# Possible New Nebraska Record Buck?



## puterdude (Jan 27, 2006)

I received this from a friend.Can't validate it myself,don't know when,just thought I'd share it with you guys.

The game warden was there and guessed the age to be 7-8 years? He said it should be a 38 point rack? I did not count. 
This will probably be the new state record according to the warden. It will be pictured in Nebraska Land Magazine December. 
The guy that shot it was in his mid 20s. A guy around 60 congratulated him and told him to cherish this because he has never seen anything like it in his years of hunting.


----------



## Snakecharmer (Apr 9, 2008)

That's a helluva hatrack!


----------



## nicklesman (Jun 29, 2006)

that rack is insane I would get lost trying to count all those points


----------



## monster7 (Nov 17, 2010)

ehh....not too bad! 

That thing is a MONSTER. I wish something half that size would come my way. Hopefully its a true story


----------



## puterdude (Jan 27, 2006)

Change that Title to,,,,,THE NEW NEBRASKA STATE RECORD
it's official here's the article

http://outdoornebraska.ne.gov/nebland/


----------



## Snakecharmer (Apr 9, 2008)

Anybody have any idea what the USA or Canadian record is? Along with Ohio?


----------



## bkr43050 (Apr 5, 2004)

Snakecharmer said:


> Anybody have any idea what the USA or Canadian record is? Along with Ohio?


I believe the Beatty Buck still holds the P&Y record at 294". B&C record is actually a deer found in Missouri dead. It measured 333 7/8". I am not sure what the record one taken by hunting is. I am sure someone on here can come up with that one.


----------



## M.Magis (Apr 5, 2004)

Tony Lovstuen's Iowa whitetail is the largest taken by a hunter at 307 and change.


----------



## Lundy (Apr 5, 2004)

I loved what the hunter said in the article.

Something along the lines of "a good hunter couldn't have killed this deer only a lucky hunter could have killed this deer"

How refreshing that statement is from this young man.


----------



## FSHNERIE (Mar 5, 2005)

Crazy.............


----------



## ezbite (May 25, 2006)

Dayum!!!!!


----------

Task instructions:
Answer these questions using the thread:
1. What age did the game warden guess for the buck?
2. Which magazine is expected to picture the buck, and in what month?
3. What score is given for Tony Lovstuen's Iowa whitetail?
Rely solely on the thread above.

Dataset section:
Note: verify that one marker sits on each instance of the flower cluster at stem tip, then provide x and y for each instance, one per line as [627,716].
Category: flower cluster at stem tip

Exercise result:
1. 7-8 years
2. Nebraska Land Magazine, December
3. 307 and change